TASK TO COMPLETE:
The answer is all of the entries below, repeated exactly and free of pictures.

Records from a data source
■ ■ ■ ■

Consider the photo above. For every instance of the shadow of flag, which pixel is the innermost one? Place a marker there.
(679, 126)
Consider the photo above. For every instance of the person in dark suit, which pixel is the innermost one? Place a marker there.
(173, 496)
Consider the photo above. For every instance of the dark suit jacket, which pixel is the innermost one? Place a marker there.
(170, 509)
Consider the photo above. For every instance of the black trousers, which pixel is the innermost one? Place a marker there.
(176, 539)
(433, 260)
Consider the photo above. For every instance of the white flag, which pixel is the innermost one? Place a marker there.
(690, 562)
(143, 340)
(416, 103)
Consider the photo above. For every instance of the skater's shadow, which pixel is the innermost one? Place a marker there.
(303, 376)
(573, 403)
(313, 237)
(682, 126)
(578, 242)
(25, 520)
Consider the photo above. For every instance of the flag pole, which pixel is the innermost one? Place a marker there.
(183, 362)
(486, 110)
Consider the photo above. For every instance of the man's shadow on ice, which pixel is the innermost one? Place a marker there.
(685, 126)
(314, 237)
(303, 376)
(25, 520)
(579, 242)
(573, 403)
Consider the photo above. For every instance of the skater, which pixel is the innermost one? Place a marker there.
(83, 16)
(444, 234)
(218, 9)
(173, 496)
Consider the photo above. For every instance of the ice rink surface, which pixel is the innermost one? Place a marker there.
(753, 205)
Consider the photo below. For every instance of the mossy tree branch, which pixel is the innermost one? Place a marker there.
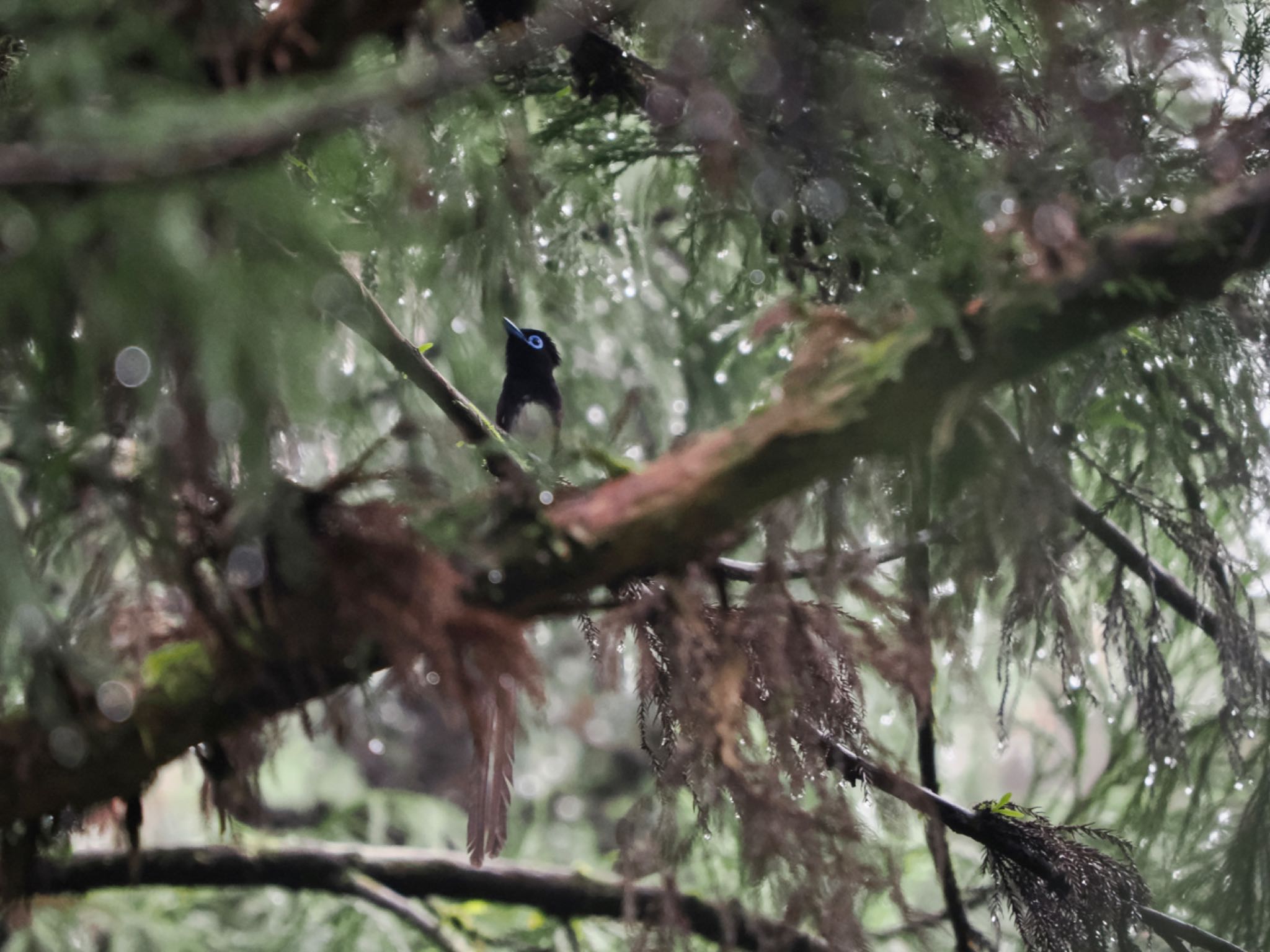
(419, 874)
(870, 398)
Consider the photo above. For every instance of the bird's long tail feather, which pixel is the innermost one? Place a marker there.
(491, 787)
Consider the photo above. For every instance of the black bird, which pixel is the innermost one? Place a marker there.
(531, 359)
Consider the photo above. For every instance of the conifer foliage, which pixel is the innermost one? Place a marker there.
(915, 386)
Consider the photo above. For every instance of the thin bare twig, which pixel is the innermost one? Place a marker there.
(367, 888)
(980, 826)
(419, 873)
(376, 328)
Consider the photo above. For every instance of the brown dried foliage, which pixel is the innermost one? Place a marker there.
(704, 674)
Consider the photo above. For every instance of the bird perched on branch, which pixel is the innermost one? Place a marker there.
(530, 407)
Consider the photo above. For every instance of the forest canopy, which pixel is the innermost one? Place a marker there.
(887, 564)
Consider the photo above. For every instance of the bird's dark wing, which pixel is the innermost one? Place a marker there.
(511, 402)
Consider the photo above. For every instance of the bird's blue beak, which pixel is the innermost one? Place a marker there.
(512, 330)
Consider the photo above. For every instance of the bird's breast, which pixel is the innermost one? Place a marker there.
(533, 426)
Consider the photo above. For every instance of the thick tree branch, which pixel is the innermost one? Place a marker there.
(869, 398)
(340, 104)
(419, 874)
(881, 397)
(995, 834)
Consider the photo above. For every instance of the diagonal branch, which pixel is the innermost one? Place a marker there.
(981, 827)
(373, 323)
(337, 106)
(356, 883)
(870, 398)
(879, 397)
(419, 874)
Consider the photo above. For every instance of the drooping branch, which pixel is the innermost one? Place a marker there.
(1162, 583)
(879, 397)
(338, 106)
(868, 398)
(918, 635)
(419, 874)
(993, 834)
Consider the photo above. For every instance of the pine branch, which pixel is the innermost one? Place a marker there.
(1163, 584)
(339, 104)
(419, 874)
(873, 398)
(995, 835)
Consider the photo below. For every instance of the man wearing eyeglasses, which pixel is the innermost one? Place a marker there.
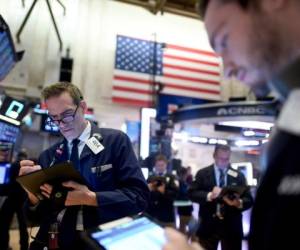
(116, 186)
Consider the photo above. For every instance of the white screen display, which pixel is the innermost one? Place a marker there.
(134, 235)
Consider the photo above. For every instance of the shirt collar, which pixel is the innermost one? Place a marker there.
(85, 135)
(217, 169)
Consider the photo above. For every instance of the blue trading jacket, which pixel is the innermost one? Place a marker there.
(114, 174)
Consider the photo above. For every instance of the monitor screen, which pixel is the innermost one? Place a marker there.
(45, 126)
(7, 50)
(4, 173)
(8, 132)
(6, 151)
(13, 110)
(137, 234)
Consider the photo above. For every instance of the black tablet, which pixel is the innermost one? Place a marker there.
(230, 190)
(53, 175)
(127, 233)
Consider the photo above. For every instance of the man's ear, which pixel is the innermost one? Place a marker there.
(83, 105)
(272, 5)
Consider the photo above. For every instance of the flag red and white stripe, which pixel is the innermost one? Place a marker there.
(186, 72)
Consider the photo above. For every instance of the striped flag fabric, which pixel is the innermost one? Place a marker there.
(178, 70)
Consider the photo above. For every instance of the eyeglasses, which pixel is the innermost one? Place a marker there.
(65, 120)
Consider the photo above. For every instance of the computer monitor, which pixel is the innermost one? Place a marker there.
(6, 151)
(45, 127)
(136, 234)
(13, 111)
(8, 132)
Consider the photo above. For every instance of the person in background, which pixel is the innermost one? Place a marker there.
(185, 210)
(259, 41)
(189, 178)
(164, 189)
(220, 218)
(104, 157)
(14, 204)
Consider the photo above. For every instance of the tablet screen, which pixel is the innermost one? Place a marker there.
(4, 173)
(137, 234)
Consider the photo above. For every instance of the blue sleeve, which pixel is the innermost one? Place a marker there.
(132, 193)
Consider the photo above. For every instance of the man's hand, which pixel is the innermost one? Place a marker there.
(236, 202)
(215, 192)
(162, 188)
(80, 195)
(46, 190)
(177, 241)
(26, 167)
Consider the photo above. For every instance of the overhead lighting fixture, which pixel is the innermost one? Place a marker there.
(248, 133)
(243, 143)
(249, 124)
(212, 141)
(223, 142)
(199, 139)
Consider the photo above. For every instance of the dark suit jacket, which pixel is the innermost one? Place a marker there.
(201, 186)
(114, 174)
(276, 211)
(161, 205)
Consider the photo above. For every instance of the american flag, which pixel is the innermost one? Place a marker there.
(180, 71)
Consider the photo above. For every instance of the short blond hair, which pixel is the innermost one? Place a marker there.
(57, 89)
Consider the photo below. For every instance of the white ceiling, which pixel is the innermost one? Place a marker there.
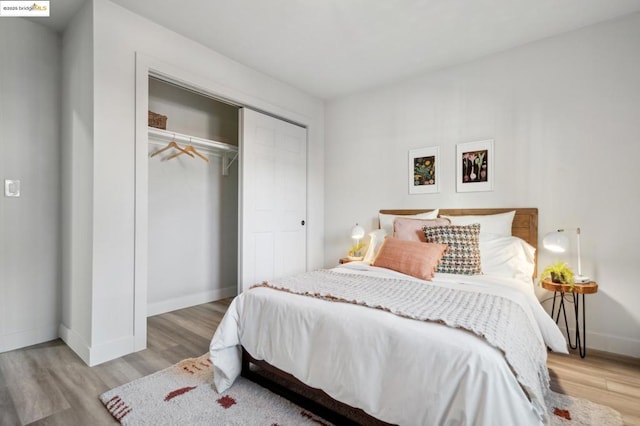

■ ■ ■ ■

REPLY TO THE TASK:
Consider the photo above. For every instance of the shadow of flag, which pixel is the innermost one? Place a marker there.
(679, 126)
Consider the photo above. For every instance of the person in dark suit, which pixel is the innermost one? Place a marker there.
(173, 496)
Consider the photo above. For every instance of the dark suit jacket, which pixel is the innermost one? Place a marker there.
(170, 509)
Consider the photo above. For every instance of the black trousers, which pixel is the innermost one? Place a marker there.
(176, 539)
(433, 260)
Consider the photo above. For every instance of the white flag, which pixel is the innermost one? Place a marker there.
(690, 562)
(143, 340)
(416, 103)
Consider the photo above. For every instance of the skater's shadow, which pixel is the innermost one? Place a marker there.
(303, 376)
(573, 403)
(313, 237)
(682, 126)
(578, 242)
(25, 520)
Consider the photo above. For every instance of the flag pole, which pixel is the innermost one? Place a marker there.
(183, 362)
(486, 110)
Consider the photo above. For every instance of the man's shadow on ice, which pixel is the innermost one? Place a marker there.
(685, 126)
(314, 237)
(303, 376)
(25, 520)
(579, 242)
(573, 403)
Consider the photo above. For every instance of the skater, which pixel is the innermost one? Place a marker there.
(83, 16)
(444, 234)
(218, 9)
(173, 496)
Consider the photo above. For every instance of the ice rink surface, which pixel is the innermost one? Place a marker there.
(753, 205)
Consider the photo below. For every instance of the mossy tree branch, which pixel is the innermost one? Place a marker there.
(419, 874)
(870, 398)
Consider the photo above. For every instance of the bird's long tail feather, which pixel is the innermost one? Place a marker there.
(491, 787)
Consider the photo above. For every instance of the black bird, which pixel is the innermost one? Place a marker there.
(531, 359)
Consider the photo above. For every instance of the conifer foliage, which pixel is the innermost one? Place a marker there.
(915, 386)
Consider the photo above. For every instance of the thin bare twig, which pixel is the innermost one? Place a marker there.
(367, 888)
(980, 826)
(419, 873)
(376, 328)
Consider the photo above. For every instance of the brown dried foliage, which pixel is the innermost one? Place a marker there.
(704, 674)
Consider the photo above. For every instance of the bird perched on branch, which pixel is the innermost one? Place a marker there.
(530, 407)
Consider the photo above. For every instance of the forest canopy, which pixel is the innermost one? Place a marker there.
(887, 564)
Consider the photo above. For every instance of the bird's dark wing, which pixel is the innermost one? Place a marker there.
(511, 402)
Consider the photo above. For every instance of the bird's blue beak, which pixel is the innermost one? Place a marker there.
(512, 330)
Consider the photo above. For every instance of the bird's breast, which pixel is the innermost one? Place a marker there.
(533, 426)
Consider the photo above. For every instance of the thick tree branch, which pixel is the innermost one? Place a marker there.
(869, 398)
(340, 104)
(419, 874)
(881, 397)
(995, 834)
Consider the photo above. For every instance of the diagonal branch, which pixel is the innermost one? Place a marker there.
(981, 827)
(373, 323)
(337, 106)
(356, 883)
(870, 398)
(879, 397)
(419, 874)
Consider the photo above. For every instance of the drooping branch, which pixel is the innermost one? Place a marker there.
(1162, 583)
(879, 397)
(338, 106)
(868, 398)
(918, 635)
(419, 874)
(993, 834)
Consider the photo above. For every instance of the pine branch, which pixel is the innermost one? Place a marker there.
(1163, 584)
(339, 104)
(419, 874)
(873, 398)
(995, 835)
Consider the photo below. For every instance of the man wearing eyeglasses, which pixel is the innermost one? Place a marker there.
(116, 186)
Consider the photo above. For every instance of the white screen display, which pixel is the innermost one? Place a marker there.
(134, 235)
Consider the photo above. For every instance of the shirt collar, which pixel is the innermost one? Place a marker there.
(85, 135)
(217, 169)
Consider the photo above. For every instance of the blue trading jacket, which pixel is the innermost one? Place a marker there.
(114, 174)
Consider the photo above. For every instance of the monitor screen, which pixel is the innermost one? Place a marker there.
(45, 126)
(7, 50)
(4, 173)
(8, 132)
(6, 151)
(13, 110)
(137, 234)
Consider the photo above. For every instance of the black tablet, which pixel is the innermost one? Place a marker there.
(230, 190)
(53, 175)
(127, 233)
Consider the photo above. For every instance of the man's ear, which pixel is the innermost one? Place a marker there.
(83, 105)
(272, 5)
Consider the photo above. For every instance of the flag red and white stripe, which pixel is the innermost one? Place a marker there.
(186, 72)
Consider the photo above. For every instance of the striped flag fabric, which pixel is the innermost one? Place a marker there.
(178, 70)
Consider the photo above. For every instance of the eyeglasses, which pixel is the innermost one? Place a marker there.
(65, 120)
Consider the photo above. For every instance of the computer monitor, which pixel is the innermost one? Place a marker there.
(6, 151)
(45, 127)
(136, 234)
(13, 111)
(8, 132)
Consider the photo above. For every instance of the person in background, which pixel is the innermost one? Place a marker there.
(185, 210)
(259, 41)
(189, 178)
(164, 189)
(220, 218)
(104, 157)
(14, 204)
Consider the photo above. For every instance of the tablet screen, which pixel is the innermost one? Place a marker there.
(4, 173)
(137, 234)
Consider the photo above. For every instance of the blue sleeve, which pixel is the innermost one? Place a marker there.
(132, 193)
Consider the photo above. For every instance of the man's hand, which pixel is the innermost one? Place a marker there.
(236, 202)
(215, 192)
(162, 188)
(80, 195)
(46, 190)
(177, 241)
(26, 167)
Consider the photo above. For every instance of the overhead lighting fixture, which pixel is the innermost one? Place a marker there.
(248, 133)
(243, 143)
(249, 124)
(212, 141)
(223, 142)
(199, 139)
Consider the photo above. For every instance of the dark suit jacket, which pixel is the innermost one? Place a marker there.
(201, 186)
(114, 174)
(276, 211)
(161, 205)
Consider the photo above. For every instance of the american flag, which pixel is the innermost one? Place a marker there.
(180, 71)
Consider the photo above. For every instance of the short blond hair, which pixel is the innermost one? Place a marker there.
(57, 89)
Consider the photo below. For every instance of the white ceiling, which pixel is the innermost one? Place a marker there.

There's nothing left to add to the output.